─── Source text ───

This has nothing to do with Google against Facebook really, it is a bit sad you react like this Alexei.

We just upstreamed bpf_skb_ecn_set_ce(), so I doubt you already have numbers to show that this strategy
is not enough.

All recent discussions about ECN (TCP Prague and SCE) do not _require_ instant feedback to the sender.

Please show us experimental results before we have to carry these huge hacks.

Thank you.
Eric Dumazet March 24, 2019, 5:48 a.m. UTC | #5
On 03/23/2019 08:41 AM, Alexei Starovoitov wrote:
> On Sat, Mar 23, 2019 at 02:12:39AM -0700, Eric Dumazet wrote:

>> Please think about offloading the pacing/throttling in the NIC,
>> there is no way we will report back to tcp stack instant notificatiions.
> 
> I don't think 'offload to google proprietary nic' is a suggestion
> that folks can practically follow.
> Very few NICs can offload pacing to hw and there are plenty of limitations.
> This patch set represents a pure sw solution that works and scales to millions of flows.

offloading is not a unique feature to "Google nic", this is ridiculous.

By offloading I meant : Any hop that might not be controlled by linux stack.

Think about VM, and think about pacers that can be on various existing NIC,
like Mellanox ones. For them, it is trivial to implement L4S style capabilities.

Beauty of ECN is that is relies on standard TCP feedback, not on some immediate
reaction from one one intermediate hop, sending another signal back to the sender.

HTTP 3 is planned to use QUIC (over UDP), we do not want to add TCP-only features in
IP fast path.

─── Entries supplied ───

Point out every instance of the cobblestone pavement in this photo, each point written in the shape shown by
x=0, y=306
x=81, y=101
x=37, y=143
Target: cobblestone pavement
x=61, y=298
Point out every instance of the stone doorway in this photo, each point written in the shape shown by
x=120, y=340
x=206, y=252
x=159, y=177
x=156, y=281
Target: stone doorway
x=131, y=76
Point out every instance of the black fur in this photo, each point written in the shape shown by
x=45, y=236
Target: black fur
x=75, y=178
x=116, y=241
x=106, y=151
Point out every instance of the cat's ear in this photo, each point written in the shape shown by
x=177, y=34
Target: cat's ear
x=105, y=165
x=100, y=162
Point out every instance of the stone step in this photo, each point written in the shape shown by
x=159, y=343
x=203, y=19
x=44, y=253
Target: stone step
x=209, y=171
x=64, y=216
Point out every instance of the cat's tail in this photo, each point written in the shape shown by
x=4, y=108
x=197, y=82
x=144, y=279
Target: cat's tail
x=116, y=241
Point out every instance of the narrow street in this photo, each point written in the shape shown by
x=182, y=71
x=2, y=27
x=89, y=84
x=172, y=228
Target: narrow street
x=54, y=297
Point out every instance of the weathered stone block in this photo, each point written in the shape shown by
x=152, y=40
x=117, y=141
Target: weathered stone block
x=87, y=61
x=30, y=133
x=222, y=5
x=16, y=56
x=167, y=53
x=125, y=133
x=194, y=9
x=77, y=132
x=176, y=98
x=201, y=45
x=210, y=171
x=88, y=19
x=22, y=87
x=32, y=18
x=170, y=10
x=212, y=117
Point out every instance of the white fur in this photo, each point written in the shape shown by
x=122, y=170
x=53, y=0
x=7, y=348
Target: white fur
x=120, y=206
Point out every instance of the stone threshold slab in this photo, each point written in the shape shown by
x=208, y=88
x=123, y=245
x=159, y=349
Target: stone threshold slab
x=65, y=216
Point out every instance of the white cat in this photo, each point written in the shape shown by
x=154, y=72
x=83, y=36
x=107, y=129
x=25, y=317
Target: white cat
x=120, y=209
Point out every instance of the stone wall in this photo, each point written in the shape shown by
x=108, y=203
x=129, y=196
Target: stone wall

───

### Directions for this task
Can you continue the thread on ECN and TCP pacing from its last sentence?

### Right answer
Lets have experimental results first, please ?
Eric Dumazet March 24, 2019, 5:58 a.m. UTC | #6
On 03/23/2019 06:14 PM, Lawrence Brakmo wrote:

> There was no eBPF at that time. We like the flexibility we get by programing
> the algorithms in eBPF.

eBPF being there does not mean we can adopt whatever research work,
we want evaluations of the costs and benefits.

> 
> These are not intrusive changes, they simply extend the current limited return
> values form cgroup skb egress BPF programs to be more in line with qdiscs.

They are quite intrusive changes to IP layer, we can not deny this.
Alexei Starovoitov March 24, 2019, 4:19 p.m. UTC | #7
On Sat, Mar 23, 2019 at 10:36:24PM -0700, Eric Dumazet wrote:
> 
> 
> On 03/23/2019 08:41 AM, Alexei Starovoitov wrote:
> > On Sat, Mar 23, 2019 at 02:12:39AM -0700, Eric Dumazet wrote:
> >>
> >>
> >> On 03/23/2019 01:05 AM, brakmo wrote:
> >>> This patchset adds support for propagating congestion notifications (cn)
> >>> to TCP from cgroup inet skb egress BPF programs.
> >>>
> >>> Current cgroup skb BPF programs cannot trigger TCP congestion window
> >>> reductions, even when they drop a packet. This patch-set adds support
> >>> for cgroup skb BPF programs to send congestion notifications in the
> >>> return value when the packets are TCP packets. Rather than the
> >>> current 1 for keeping the packet and 0 for dropping it, they can
> >>> now return:
> >>>     NET_XMIT_SUCCESS    (0)    - continue with packet output
> >>>     NET_XMIT_DROP       (1)    - drop packet and do cn
> >>>     NET_XMIT_CN         (2)    - continue with packet output and do cn
> >>>     -EPERM                     - drop packet
> >>>
> >>
> >> I believe I already mentioned this model is broken, if you have any virtual
> >> device before the cgroup BPF program.
> >>
> >> Please think about offloading the pacing/throttling in the NIC,
> >> there is no way we will report back to tcp stack instant notifications.
> > 
> > I don't think 'offload to google proprietary nic' is a suggestion
> > that folks can practically follow.
> > Very few NICs can offload pacing to hw and there are plenty of limitations.
> > This patch set represents a pure sw solution that works and scales to millions of flows.
> > 
> >> This patch series is going way too far for my taste.
> > 
> > I would really appreciate if you can do a technical review of the patches.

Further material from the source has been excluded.